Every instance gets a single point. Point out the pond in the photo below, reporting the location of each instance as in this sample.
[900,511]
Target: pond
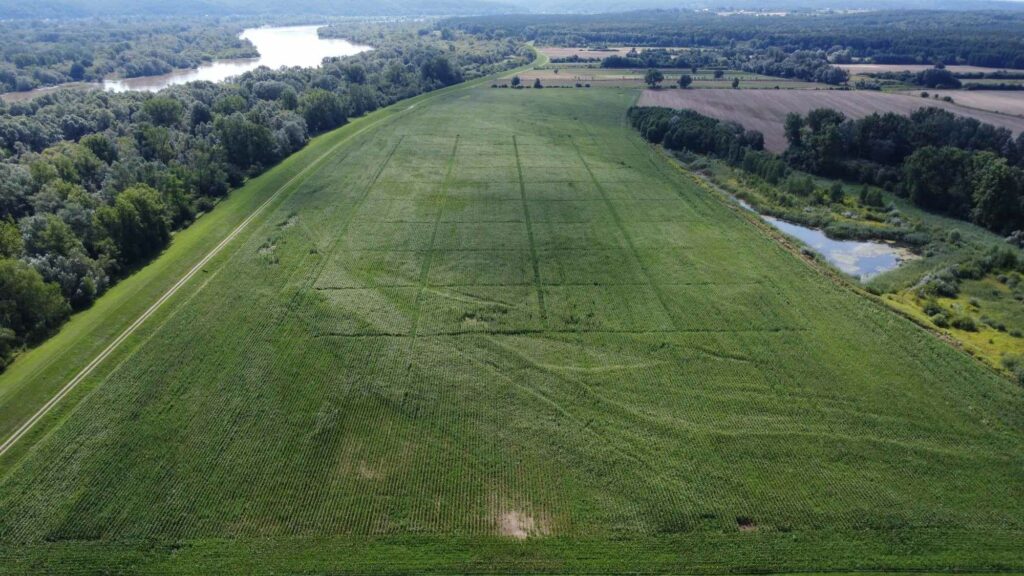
[861,259]
[293,45]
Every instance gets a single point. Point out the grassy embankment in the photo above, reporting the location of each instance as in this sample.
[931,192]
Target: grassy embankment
[503,334]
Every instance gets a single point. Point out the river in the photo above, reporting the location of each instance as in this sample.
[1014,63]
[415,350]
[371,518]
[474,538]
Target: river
[278,46]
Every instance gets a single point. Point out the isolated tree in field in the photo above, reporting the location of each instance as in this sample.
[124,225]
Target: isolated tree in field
[163,111]
[653,77]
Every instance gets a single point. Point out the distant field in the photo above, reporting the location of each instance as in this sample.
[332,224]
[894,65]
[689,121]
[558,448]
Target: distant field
[873,68]
[499,333]
[568,75]
[563,52]
[1005,101]
[765,110]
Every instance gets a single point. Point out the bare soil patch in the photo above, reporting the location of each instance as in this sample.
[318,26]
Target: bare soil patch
[765,110]
[1004,101]
[519,525]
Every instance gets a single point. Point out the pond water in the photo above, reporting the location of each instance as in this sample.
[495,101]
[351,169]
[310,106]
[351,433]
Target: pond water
[293,45]
[862,259]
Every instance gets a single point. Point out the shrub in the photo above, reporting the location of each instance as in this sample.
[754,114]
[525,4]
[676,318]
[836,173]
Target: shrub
[966,323]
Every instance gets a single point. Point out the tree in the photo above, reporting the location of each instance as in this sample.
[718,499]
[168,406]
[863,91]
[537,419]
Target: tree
[77,72]
[246,144]
[11,244]
[836,193]
[322,110]
[995,194]
[653,77]
[136,224]
[937,78]
[939,179]
[30,309]
[439,69]
[163,111]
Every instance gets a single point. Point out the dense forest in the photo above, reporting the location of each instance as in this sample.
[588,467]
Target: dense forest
[46,53]
[990,39]
[92,183]
[941,162]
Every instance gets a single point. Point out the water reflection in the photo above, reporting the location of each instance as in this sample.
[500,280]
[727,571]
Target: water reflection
[858,258]
[294,45]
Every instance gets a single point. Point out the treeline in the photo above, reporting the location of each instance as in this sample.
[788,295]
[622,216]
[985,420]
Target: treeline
[809,66]
[93,183]
[937,77]
[942,162]
[690,131]
[979,38]
[46,52]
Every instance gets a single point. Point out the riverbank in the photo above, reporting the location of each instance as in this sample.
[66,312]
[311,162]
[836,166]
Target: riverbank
[278,46]
[943,281]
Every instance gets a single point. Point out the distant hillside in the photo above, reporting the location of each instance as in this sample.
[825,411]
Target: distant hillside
[592,6]
[83,8]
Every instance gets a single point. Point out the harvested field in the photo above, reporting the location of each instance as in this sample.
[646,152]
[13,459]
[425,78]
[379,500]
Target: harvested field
[766,110]
[877,68]
[630,78]
[1003,101]
[502,334]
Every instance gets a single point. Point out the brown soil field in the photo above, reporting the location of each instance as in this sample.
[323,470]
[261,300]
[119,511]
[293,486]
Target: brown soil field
[1004,101]
[765,110]
[955,69]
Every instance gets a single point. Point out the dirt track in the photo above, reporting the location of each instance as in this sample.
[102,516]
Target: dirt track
[765,110]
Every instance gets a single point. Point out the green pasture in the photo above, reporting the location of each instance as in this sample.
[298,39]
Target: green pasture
[494,331]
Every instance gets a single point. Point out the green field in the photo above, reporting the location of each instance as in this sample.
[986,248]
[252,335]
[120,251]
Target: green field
[496,332]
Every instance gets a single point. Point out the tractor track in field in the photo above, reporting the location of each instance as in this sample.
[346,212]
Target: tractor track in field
[27,426]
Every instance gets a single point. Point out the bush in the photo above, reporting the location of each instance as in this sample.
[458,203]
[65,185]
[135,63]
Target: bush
[966,323]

* SHORT PROBLEM: Quote the records above in full, dropping each picture.

* RESULT FOR THIS TASK:
Every instance gets a single point. Point out the pond in the photo below, reporting the location of each instance as in this sample.
[900,511]
Target: pond
[861,259]
[293,45]
Every instance gets a single point. Point out the grassy embankment in the photo above, reporting the location of each instance as in this sample.
[931,192]
Target: grassy embankment
[503,334]
Every instance gets a single point. Point out the river in the photo above, reporting the location of each instance as in this sample.
[1014,63]
[415,350]
[371,518]
[474,538]
Target: river
[278,46]
Every instance gets a single point. Point out the isolated tree in field in the photo above, reporting the location of each instance as in this sample.
[124,225]
Target: isolated tree in field
[163,111]
[653,77]
Every instance gets a single point. Point out the distant field in the photo above, reporting the location of each instance as in this sample.
[332,224]
[894,65]
[689,121]
[558,448]
Target: distant field
[873,68]
[499,333]
[568,75]
[563,52]
[1005,101]
[765,110]
Every instance gets a single point. Point out the bare soil patch in the photo above, reporting the location of each instance as in this sample.
[318,26]
Target: bare soil patch
[765,110]
[1004,101]
[519,525]
Every instance gets a single point. Point out the pond water in the photo above, reporting the location of each instance as in this sample.
[495,101]
[351,169]
[310,106]
[351,433]
Target: pond water
[293,45]
[862,259]
Every instance gets a single point. Point out the shrub in the photo above, reporting the location of each instance as in this sample.
[754,114]
[525,4]
[676,318]
[836,173]
Target: shrub
[966,323]
Every instance gets a single point. Point out the tree in the photo above, reporting the location of each instance as in this sample.
[718,499]
[168,406]
[863,91]
[537,419]
Target: tree
[77,72]
[246,144]
[11,244]
[836,193]
[322,110]
[995,194]
[653,77]
[136,224]
[937,78]
[939,179]
[30,309]
[439,69]
[163,111]
Every instance gets a single point. Point out the dense forest in the photo above, reporting the location of each instance as in this sample.
[588,467]
Target: dense forest
[46,53]
[990,39]
[92,183]
[941,162]
Every instance gets a single point. Point out the water reflection in the photo above, reporting the location of each instance as in this sample.
[500,280]
[727,571]
Target: water reflection
[858,258]
[294,45]
Every instance gets a single point. Point out the treeline in the photo above, reporting the location of each instance as in this sample.
[788,295]
[622,216]
[985,420]
Target: treeline
[809,66]
[93,183]
[937,77]
[942,162]
[690,131]
[979,38]
[46,52]
Every instance gets a single point. Point out the riverbank in the photo above, reporting the location of each instance as in this sample.
[66,312]
[311,162]
[836,166]
Target: riverbank
[278,46]
[943,281]
Every instance gets a single point. Point out the distant hillside in the photo above, reporting the location of each instance as in this sample.
[825,411]
Target: distant hillside
[592,6]
[83,8]
Every instance gets a single point. Point out the harvested field in the photo above, reporting the location of each instance as in this sample.
[646,152]
[13,459]
[425,78]
[379,500]
Target: harvested field
[766,110]
[877,68]
[630,78]
[1003,101]
[502,334]
Every instance gets a single point. Point out the brown soil field in the photo above, reporting the location of each instance as in this sample.
[323,470]
[261,300]
[119,511]
[293,486]
Target: brown soil field
[1004,101]
[765,110]
[955,69]
Every instance gets a single point. Point out the dirt track in the photo above, reporting the location of each instance as in this sample.
[102,516]
Target: dirt track
[765,110]
Every instance gets a single point. Point out the green pasture in the photo above, reporting the location of each instance as in this sample.
[298,39]
Target: green pasture
[494,331]
Every instance gets a single point. Point out the green field in the photo above, reporting the location of each instance as in this sample.
[986,248]
[252,335]
[120,251]
Target: green field
[496,332]
Every instance gets a single point. Point out the tractor track in field in the photo above, reporting the location of each instance as in this sample.
[346,212]
Target: tractor track in field
[27,426]
Every instance gets a single point. Point out the bush in the photo above, reporting the location of each instance as in this sample.
[458,203]
[65,185]
[135,63]
Target: bush
[966,323]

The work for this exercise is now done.